Content starts
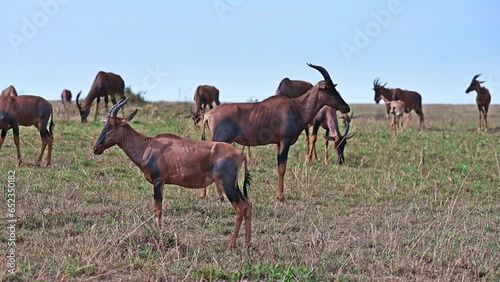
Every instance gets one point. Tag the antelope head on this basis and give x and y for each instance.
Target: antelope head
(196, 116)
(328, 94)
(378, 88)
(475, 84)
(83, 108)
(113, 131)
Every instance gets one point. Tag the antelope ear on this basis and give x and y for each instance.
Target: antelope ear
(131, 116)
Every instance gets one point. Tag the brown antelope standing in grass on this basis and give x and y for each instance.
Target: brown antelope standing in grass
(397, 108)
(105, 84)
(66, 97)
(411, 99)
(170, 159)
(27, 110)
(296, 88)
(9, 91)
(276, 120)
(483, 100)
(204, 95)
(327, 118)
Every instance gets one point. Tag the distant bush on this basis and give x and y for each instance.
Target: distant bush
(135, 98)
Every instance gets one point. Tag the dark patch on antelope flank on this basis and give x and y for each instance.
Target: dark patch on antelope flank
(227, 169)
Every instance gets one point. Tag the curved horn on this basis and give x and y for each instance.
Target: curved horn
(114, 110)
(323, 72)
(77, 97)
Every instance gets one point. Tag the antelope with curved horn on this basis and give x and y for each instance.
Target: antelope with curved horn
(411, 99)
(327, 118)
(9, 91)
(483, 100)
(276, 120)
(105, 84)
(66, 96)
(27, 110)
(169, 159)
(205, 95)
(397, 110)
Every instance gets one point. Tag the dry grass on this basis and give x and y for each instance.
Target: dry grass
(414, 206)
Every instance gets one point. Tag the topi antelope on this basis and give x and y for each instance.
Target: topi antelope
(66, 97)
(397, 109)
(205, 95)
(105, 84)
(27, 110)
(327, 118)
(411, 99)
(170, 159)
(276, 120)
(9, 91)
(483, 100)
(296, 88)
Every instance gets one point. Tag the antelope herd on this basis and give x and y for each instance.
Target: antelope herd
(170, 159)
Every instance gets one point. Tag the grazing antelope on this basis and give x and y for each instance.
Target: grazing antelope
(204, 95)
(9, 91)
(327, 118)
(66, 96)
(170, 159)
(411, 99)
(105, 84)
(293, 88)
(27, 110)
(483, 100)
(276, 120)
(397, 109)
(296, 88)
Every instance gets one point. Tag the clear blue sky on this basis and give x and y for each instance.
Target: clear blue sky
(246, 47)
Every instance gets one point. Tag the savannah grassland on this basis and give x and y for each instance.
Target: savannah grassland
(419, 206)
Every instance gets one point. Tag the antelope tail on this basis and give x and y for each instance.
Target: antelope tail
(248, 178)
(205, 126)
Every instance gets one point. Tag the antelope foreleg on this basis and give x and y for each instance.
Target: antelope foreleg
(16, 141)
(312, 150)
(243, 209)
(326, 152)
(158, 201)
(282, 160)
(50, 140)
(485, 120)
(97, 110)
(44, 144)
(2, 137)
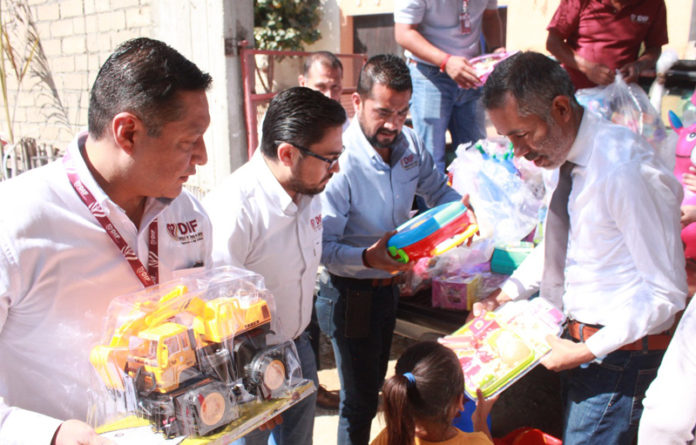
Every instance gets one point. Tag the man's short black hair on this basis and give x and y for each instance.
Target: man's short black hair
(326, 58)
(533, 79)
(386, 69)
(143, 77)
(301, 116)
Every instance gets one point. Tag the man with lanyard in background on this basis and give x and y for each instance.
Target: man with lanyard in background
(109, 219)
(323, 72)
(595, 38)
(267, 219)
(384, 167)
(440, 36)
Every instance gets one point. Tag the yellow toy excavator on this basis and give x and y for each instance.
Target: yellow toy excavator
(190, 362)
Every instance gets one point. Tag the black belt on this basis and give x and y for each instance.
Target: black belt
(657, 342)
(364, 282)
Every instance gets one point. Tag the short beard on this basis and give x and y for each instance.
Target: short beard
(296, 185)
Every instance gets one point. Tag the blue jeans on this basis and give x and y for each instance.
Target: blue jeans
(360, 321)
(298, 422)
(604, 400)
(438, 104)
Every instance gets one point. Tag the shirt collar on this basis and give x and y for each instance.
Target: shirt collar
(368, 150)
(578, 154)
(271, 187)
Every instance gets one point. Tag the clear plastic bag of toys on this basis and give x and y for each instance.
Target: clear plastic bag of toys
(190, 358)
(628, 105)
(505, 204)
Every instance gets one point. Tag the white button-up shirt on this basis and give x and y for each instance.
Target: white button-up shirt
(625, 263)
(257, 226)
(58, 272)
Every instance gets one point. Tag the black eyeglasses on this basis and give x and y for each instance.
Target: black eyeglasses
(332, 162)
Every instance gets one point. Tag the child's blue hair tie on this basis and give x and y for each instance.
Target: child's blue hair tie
Content ends
Task description: In your copy of the data above, leave out the pictures and repeat everything else exactly.

Output of the task:
Every instance gets one point. Tag the antelope head on this basis and give x and y for each instance.
Target: antelope head
(196, 116)
(328, 94)
(378, 88)
(475, 84)
(83, 108)
(113, 131)
Every instance gets one point. Tag the antelope ear on this basis and give x and y for each instance.
Target: antelope ear
(131, 116)
Every instance gets one point. Tag the brown antelope standing in grass on this basis and give x and y for each instance.
Target: brown antelope standing in grass
(397, 108)
(105, 84)
(66, 97)
(411, 99)
(170, 159)
(27, 110)
(296, 88)
(9, 91)
(276, 120)
(483, 100)
(204, 95)
(327, 118)
Every instance gets one point. Tag the distant bush on this basis and give x and y for each instance.
Target: distant bush
(135, 98)
Every instance gets one point. Tag the dark patch on antelope flank on this basis and give x and y for each instance.
Target: dark patch on antelope flank
(227, 169)
Every instance gets one point. Tag the curved horn on this basis and give x and y for each instance.
Target: curved horn
(114, 110)
(323, 72)
(77, 97)
Every instance gets one point. Tag the antelope with curved horn on this basis and give x and y for each instance.
Target: antelope with curved horn
(411, 99)
(327, 118)
(9, 91)
(483, 100)
(276, 120)
(105, 84)
(66, 96)
(27, 110)
(169, 159)
(205, 95)
(397, 110)
Every instance gets one point. Tag the dry grass on this basis and give x and y for each instance.
Target: dry grass
(414, 206)
Every instance gets one point. Tag the topi antelope on this basis and give x and y for each instance.
Target: topi antelope
(66, 97)
(397, 109)
(205, 95)
(105, 84)
(27, 110)
(327, 118)
(411, 99)
(170, 159)
(276, 120)
(9, 91)
(483, 100)
(296, 88)
Every instance gets one point. Tag the antelope herd on this basis and give x and y for each instance.
Target: antelope herd
(170, 159)
Every instance gets one point. Tag the grazing antelope on this basis and give x and y for each instance.
Target: grazing antelope
(204, 95)
(9, 91)
(327, 118)
(66, 96)
(170, 159)
(411, 99)
(105, 84)
(293, 88)
(27, 110)
(483, 100)
(276, 120)
(397, 109)
(296, 88)
Every instance gets one point. Tag the clear blue sky on this basis and give x and y for each instance.
Target: clear blue sky
(246, 47)
Every instance gets one point. Tag the savannah grassland on this basis and give x and y for each instance.
Target: savannah grassland
(419, 206)
Every instance gets one point. Tag the antelope tail on this basis and give x and y for each instance.
Target: antelope tail
(248, 178)
(205, 126)
Every instance gets one point. Tag the antelope foreleg on this basis and give x and y for each instance.
Target: antelope foreleg
(16, 141)
(312, 150)
(243, 209)
(326, 152)
(158, 201)
(282, 160)
(50, 140)
(485, 120)
(97, 110)
(44, 144)
(2, 137)
Every instance gets one point. Tag the man's short black hair on this basis and give x and y for each instance.
Target: man's short black hair
(326, 58)
(533, 79)
(386, 69)
(143, 77)
(301, 116)
Every instance gets one point. Tag the man with lanyard in background on this basis and give x and y for each instance.
Target: man with lanyard in background
(109, 219)
(323, 72)
(595, 38)
(267, 219)
(384, 167)
(440, 36)
Every instance gets one point. Tag the yellow toy excavator on this basis and give x and y for each instance.
Target: yellow toy excavator
(190, 362)
Every instance gets one point. Tag the black belt on this basis and give x and y for each instance.
Target: black belt
(657, 342)
(364, 282)
Every instance gets one point. Tag the short beard on this basis and give x and y for each instance.
Target: short beard
(296, 185)
Every instance gets one point. Tag the blue jeans on this basis and give x and y for each instance.
Target: blue jeans
(360, 321)
(298, 422)
(604, 400)
(438, 104)
Every instance gets one point. Tag the shirt collar on this basis and give x and y for each instance.
Target: shirt collar
(368, 150)
(578, 154)
(271, 187)
Every instance gets one point. Tag the clear plastic bag of toys on this basis and give x and y for each instance.
Target: clear plastic bag of toys
(190, 358)
(628, 105)
(505, 204)
Every instance gets one point. Tag the white button-up shirt on this basis and give x and y for each instance.
Target: white button-up shirt
(625, 263)
(257, 226)
(58, 272)
Every instance gets one point. Tag the black eyeglasses on this basis and give x and y for each instance.
Target: black eyeglasses
(332, 162)
Every instance gets one point. Tag the child's blue hair tie on this basis and give x and y for each instance.
Target: child's blue hair tie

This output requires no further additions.